• **Given instruction**
Copy out the entries below, changing every "set one marker" to "put one pin" and keeping everything else as it is.

Records
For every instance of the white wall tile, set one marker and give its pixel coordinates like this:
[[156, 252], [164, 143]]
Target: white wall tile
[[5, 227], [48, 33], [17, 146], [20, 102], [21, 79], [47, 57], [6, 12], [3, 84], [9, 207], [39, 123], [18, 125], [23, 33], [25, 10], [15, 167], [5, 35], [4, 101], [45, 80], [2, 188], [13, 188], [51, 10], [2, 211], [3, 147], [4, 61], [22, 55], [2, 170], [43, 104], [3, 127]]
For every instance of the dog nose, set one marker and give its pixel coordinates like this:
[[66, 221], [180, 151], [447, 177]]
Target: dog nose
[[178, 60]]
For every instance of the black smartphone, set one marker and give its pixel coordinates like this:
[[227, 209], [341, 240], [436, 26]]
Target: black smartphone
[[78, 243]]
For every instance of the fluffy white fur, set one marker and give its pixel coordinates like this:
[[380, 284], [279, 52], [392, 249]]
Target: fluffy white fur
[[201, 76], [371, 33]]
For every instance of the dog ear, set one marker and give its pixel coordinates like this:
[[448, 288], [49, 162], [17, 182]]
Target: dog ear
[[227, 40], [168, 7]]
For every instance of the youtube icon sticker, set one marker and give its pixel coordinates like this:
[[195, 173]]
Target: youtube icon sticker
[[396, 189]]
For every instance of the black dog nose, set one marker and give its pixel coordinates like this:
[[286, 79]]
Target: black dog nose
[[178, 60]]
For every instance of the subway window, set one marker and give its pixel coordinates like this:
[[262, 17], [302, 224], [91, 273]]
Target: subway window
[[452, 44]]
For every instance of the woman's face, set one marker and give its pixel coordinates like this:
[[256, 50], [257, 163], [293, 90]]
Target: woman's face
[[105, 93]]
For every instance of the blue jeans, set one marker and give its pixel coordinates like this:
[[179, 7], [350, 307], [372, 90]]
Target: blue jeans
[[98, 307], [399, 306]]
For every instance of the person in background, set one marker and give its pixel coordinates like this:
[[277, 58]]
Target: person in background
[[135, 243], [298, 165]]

• **Correct answer**
For every instance of the white wall tile, put one pin and give its pixel coordinates like this:
[[156, 252], [164, 143]]
Target: white wall tile
[[5, 227], [48, 33], [17, 146], [20, 102], [21, 79], [47, 57], [6, 12], [3, 84], [9, 207], [39, 123], [18, 125], [23, 33], [25, 10], [15, 167], [5, 35], [4, 101], [45, 80], [2, 188], [13, 188], [51, 10], [2, 211], [3, 147], [4, 61], [22, 55], [2, 170], [43, 104], [3, 127]]
For every instance of the dog nose, put one pin and give its pixel coordinates like this:
[[66, 221], [180, 151], [447, 177]]
Target: dog nose
[[178, 60]]
For every instance of the black smartphone, put one pin and give its pixel coordinates like this:
[[227, 209], [341, 240], [436, 26]]
Target: black smartphone
[[78, 243]]
For every instance of the fluffy white fur, put one pin and give its pixel coordinates like this:
[[380, 284], [279, 52], [392, 249]]
Target: fluffy white fur
[[201, 76], [371, 33]]
For every instance of the dog ear, put one pin and give its pixel coordinates like this:
[[448, 288], [49, 162], [17, 182]]
Target: dog ear
[[227, 40], [168, 7]]
For every instance of the youtube icon sticker, put one pin and give its pixel coordinates like this:
[[195, 173]]
Target: youtube icon sticker
[[396, 189]]
For every instance of the black dog nose, put one pin and give its pixel coordinates like this:
[[286, 79]]
Target: black dog nose
[[178, 60]]
For every instance of the subway window, put one pin and give its pixel coordinates like this:
[[262, 17], [302, 224], [91, 273]]
Target: subway window
[[452, 44]]
For every instance of the woman's face, put one pin and give its pixel coordinates like this:
[[256, 50], [257, 163], [293, 90]]
Target: woman's face
[[105, 93]]
For every instance of the blue jeans, put one pin and give its pixel coordinates like this:
[[179, 7], [350, 307], [372, 90]]
Target: blue jeans
[[98, 307], [399, 306]]
For every instance of the person in background, put one pin and give its pixel coordinates like this:
[[277, 58]]
Target: person in background
[[135, 243], [298, 165]]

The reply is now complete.